Seçilen alıntı:
--------
Mikro-enkapsülasyon teknolojisi kullanılarak üretilen kremlerin kullanılması tercih edilirken, kozmetik ürünlerde gram başına 500-1000 koloni oluşturma miktarı altında uygulanması önerilir. Akdeniz diyeti tüm Dünya’ da sağlıklı diyet rejimi olarak kabul görmektedir. İçeriğinde bitkisel sebze, meyve, tam tahıl, bakliyat ve kuruyemiş gibi gıdalar yer alır. Zeytinyağı gibi sağlıklı yağlar, tereyağı yerini alır; tuz ve tatlandırıcı gıda yerine baharat ve otlar kullanılır, kırmızı et ayda birkaç kez tüketilir. Yaşlanma düşük dereceli, kronik ve «steril inflamatuvar» evre olarak kabul edilip, inflammaging olarak adlandırılır. Akdeniz diyeti kronik inflamasyonu azaltarak metabolik sendrom ve kalp-damar hastalığı riskini düşürmektedir. Akdeniz diyetini UNESCO İnsanlığın Somut Olmayan Kültürel Miras Listesi’ ne almıştır, istisnai bilimsel ve kültürel değeri olan bir diyet modeli. Akdeniz diyeti ölüm oranlarını azaltırken, kalp-damar hastalığı, koroner damar hastalığı, miyokard infaktüsü, kanser, nöro-dejeneratif ve diyabet riskini azaltır. Ketojenik diyet, Hipokrat zamanından beri özellikle SSS hastalıkları tedavisinde önerilmektedir.
--------
Yapılacak iş:
Diyetler ve sağlık üzerine olan alıntıyı kaldığı yerden sürdürün. Bu veriler alıntıyla hiçbir şekilde ilgili değildir.

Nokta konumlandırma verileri
--------
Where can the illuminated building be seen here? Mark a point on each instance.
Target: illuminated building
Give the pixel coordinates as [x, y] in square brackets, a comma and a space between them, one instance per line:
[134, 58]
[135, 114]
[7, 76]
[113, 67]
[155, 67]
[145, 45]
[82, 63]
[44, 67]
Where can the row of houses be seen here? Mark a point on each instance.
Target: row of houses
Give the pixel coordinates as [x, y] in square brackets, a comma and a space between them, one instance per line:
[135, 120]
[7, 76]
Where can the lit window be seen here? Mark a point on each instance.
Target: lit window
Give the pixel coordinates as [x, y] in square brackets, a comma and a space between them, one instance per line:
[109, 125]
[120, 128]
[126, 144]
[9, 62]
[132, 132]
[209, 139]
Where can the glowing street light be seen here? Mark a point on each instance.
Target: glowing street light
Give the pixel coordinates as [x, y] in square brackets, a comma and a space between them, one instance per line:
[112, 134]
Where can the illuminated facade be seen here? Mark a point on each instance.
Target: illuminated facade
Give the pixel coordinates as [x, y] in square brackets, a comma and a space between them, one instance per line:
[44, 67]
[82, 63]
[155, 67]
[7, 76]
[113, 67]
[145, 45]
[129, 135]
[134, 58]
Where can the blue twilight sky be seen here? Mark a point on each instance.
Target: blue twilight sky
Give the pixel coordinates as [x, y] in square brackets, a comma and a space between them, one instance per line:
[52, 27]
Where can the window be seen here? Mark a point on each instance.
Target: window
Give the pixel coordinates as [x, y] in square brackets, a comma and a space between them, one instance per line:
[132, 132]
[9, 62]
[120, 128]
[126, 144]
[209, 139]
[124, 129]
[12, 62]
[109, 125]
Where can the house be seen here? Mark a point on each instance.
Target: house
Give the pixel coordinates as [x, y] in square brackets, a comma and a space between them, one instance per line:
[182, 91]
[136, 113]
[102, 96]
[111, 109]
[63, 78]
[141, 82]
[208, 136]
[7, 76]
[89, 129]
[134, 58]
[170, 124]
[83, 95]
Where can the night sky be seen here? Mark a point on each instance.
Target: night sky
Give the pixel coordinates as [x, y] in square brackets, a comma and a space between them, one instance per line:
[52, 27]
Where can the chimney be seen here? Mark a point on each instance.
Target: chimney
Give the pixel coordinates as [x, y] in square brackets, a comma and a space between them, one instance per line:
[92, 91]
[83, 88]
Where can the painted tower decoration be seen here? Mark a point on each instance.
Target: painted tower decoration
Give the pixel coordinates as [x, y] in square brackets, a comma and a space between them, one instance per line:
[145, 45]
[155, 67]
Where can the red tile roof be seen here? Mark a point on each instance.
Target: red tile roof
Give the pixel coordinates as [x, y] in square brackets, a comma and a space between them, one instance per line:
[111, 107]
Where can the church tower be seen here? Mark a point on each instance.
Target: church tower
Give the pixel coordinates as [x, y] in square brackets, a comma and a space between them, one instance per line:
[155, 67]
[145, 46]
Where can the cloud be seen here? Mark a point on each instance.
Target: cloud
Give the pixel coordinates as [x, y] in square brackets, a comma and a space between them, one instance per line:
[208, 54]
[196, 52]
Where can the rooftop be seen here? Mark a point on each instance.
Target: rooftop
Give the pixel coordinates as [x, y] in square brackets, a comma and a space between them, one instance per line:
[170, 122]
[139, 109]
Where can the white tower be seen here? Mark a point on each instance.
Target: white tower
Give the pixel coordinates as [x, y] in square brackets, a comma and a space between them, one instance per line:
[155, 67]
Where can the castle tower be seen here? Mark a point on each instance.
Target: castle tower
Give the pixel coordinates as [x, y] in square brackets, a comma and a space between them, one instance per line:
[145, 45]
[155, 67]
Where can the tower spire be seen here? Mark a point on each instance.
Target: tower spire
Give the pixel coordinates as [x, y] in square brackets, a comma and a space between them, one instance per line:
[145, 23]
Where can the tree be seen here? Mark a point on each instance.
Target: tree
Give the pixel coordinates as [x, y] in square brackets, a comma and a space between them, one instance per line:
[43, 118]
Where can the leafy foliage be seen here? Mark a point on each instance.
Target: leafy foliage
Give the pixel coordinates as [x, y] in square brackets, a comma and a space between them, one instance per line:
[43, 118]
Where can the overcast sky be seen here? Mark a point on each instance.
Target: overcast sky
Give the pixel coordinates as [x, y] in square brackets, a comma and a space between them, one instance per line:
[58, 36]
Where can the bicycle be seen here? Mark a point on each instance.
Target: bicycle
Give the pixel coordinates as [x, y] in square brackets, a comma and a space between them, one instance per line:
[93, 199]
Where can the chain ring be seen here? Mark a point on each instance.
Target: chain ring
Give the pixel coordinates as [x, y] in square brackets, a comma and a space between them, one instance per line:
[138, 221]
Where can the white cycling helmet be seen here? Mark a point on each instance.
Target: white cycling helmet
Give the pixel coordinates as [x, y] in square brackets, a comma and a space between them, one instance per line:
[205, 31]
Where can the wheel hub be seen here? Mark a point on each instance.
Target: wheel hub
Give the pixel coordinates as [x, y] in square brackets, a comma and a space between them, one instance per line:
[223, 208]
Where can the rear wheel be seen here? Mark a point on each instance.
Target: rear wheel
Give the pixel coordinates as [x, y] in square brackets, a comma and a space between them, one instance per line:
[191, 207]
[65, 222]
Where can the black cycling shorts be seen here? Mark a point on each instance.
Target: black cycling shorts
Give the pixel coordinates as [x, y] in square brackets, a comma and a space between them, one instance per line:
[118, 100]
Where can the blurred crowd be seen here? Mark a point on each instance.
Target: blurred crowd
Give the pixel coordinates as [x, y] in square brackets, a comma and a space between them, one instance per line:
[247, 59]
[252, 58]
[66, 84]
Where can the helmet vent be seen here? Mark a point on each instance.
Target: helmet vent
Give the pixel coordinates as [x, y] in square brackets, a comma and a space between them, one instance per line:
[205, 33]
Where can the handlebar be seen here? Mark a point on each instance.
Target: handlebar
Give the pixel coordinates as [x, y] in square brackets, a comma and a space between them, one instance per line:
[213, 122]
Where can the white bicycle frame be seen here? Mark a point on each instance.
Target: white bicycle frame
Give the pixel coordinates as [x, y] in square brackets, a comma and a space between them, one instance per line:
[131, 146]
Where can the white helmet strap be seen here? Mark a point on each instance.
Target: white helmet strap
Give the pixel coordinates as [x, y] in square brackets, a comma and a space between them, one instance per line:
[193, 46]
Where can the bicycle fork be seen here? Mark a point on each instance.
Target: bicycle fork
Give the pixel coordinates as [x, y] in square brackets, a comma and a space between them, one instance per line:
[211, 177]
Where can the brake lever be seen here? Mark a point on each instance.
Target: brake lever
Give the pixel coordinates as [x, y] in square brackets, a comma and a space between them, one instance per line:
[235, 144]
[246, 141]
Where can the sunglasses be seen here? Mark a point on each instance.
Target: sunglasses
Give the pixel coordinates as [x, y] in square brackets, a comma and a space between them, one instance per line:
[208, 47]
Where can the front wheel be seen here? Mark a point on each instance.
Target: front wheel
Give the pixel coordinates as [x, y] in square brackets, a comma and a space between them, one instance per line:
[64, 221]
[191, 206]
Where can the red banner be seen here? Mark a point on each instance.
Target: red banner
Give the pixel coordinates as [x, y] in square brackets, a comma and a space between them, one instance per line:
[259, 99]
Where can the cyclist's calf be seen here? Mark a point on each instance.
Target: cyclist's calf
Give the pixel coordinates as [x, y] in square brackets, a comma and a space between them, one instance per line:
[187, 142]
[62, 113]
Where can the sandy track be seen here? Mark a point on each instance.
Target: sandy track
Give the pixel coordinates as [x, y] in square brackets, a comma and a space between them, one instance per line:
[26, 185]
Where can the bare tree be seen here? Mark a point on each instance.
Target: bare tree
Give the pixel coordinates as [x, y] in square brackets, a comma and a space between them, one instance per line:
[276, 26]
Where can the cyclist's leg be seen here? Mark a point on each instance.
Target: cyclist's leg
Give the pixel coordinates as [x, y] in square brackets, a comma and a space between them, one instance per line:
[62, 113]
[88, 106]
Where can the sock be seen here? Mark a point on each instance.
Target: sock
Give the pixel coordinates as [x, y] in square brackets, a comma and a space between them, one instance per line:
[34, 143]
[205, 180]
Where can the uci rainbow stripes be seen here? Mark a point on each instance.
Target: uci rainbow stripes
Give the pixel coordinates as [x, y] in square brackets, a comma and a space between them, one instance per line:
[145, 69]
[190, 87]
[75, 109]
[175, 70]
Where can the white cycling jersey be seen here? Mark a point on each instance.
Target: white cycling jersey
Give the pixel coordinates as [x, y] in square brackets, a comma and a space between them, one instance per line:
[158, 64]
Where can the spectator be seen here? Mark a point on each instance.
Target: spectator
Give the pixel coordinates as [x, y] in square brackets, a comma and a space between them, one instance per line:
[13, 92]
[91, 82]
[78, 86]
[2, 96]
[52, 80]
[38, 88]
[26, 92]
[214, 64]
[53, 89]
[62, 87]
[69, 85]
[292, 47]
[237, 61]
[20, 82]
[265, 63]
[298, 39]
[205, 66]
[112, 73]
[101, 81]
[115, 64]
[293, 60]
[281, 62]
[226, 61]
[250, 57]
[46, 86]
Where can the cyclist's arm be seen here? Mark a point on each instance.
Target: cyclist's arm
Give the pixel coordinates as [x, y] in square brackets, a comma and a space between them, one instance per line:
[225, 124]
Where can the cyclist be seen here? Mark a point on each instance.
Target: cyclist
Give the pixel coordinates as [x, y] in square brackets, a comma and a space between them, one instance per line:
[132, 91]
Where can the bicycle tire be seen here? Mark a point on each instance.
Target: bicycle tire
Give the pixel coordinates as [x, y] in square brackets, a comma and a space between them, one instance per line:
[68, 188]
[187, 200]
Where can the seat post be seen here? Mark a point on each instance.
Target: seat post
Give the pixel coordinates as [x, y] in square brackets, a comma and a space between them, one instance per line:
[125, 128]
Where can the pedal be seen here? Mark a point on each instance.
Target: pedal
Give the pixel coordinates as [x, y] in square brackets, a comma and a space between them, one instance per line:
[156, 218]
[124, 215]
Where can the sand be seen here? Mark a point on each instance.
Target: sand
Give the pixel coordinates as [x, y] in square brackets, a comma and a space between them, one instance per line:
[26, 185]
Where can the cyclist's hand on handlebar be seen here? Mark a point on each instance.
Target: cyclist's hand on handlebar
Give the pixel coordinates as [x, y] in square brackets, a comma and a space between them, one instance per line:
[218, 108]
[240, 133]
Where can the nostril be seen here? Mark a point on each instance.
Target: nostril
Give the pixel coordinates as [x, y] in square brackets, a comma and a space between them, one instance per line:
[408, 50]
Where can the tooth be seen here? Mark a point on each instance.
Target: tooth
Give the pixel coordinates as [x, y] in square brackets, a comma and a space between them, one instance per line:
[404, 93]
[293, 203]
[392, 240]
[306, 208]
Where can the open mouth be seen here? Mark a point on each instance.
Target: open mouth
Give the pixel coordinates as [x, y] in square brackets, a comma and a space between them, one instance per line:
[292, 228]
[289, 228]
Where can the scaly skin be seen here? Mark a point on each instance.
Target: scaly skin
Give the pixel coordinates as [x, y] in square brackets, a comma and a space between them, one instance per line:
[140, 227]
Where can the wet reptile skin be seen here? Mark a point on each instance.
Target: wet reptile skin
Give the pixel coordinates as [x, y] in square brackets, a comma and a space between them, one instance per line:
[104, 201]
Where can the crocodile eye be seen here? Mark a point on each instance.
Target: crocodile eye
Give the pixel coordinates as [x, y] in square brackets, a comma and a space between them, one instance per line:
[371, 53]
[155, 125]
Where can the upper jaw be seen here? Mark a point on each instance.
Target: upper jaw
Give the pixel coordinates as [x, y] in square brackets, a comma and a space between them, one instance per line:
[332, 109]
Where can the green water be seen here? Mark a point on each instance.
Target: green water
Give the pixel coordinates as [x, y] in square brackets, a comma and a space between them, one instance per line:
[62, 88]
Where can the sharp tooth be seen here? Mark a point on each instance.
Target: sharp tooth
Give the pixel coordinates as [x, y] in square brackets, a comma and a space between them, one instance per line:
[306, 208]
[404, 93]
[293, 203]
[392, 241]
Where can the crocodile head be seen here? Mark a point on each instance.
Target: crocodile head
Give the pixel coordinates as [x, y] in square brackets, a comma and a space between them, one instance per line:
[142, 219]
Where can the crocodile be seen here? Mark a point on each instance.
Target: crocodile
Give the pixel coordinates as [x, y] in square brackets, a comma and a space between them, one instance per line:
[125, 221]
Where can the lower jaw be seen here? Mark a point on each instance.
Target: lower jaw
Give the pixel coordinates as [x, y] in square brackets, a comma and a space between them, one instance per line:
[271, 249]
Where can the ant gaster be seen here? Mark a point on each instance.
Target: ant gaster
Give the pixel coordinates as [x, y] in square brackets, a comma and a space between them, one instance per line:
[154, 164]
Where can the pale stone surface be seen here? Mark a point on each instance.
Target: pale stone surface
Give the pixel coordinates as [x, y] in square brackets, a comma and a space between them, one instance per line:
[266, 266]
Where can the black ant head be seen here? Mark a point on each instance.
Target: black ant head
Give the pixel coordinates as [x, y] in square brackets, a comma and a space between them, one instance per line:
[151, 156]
--------
Yazılı yanıt:
Literatürde epilepsi, nöro-dejeneratif hastalıklar, kanser ve enzim eksikliklerinde kullanımı bulunmaktadır. Son yıllarda, ketojenik diyetin kalp damar hastalığı, otoimmün hastalıklar, diyabet, obezite, spor ve mücadele performansı artışı konularında ümit verici sonuçlar verdiği saptanmıştır. Ketojenik diyet kilo kaybı, havale geçirilmesinde kontrol sağlama, mitokondriyal fonksiyonda düzelme, sinir sistemi fonksiyonunda düzelme, kardiyo-vasküler hastalık risk faktörlerinde belirgin azalma, atletik performansta artış, kanser hastalarının hayat kalitesinde düzelme, metabolik etkinlikte artış ve inflamasyonda azalma gibi faydalı etkilerde bulunabilir. Bu diyetle ortaya çıkan ana keton cisimcikleri beta-hidroksi-bütirat ve aseto-asetatın yara iyileştirici, kas gücünde artış, anti-kanser, anti-HIV özellikler gösterdiği tespit edilmiştir. İnsanda somatik hücre çoğalması kısıtlı olup ömrümüz boyunca maksimum 50-70 bölünme oluşurken, tümörlerde ise çoğalma sınırsız bir şekilde devam eder.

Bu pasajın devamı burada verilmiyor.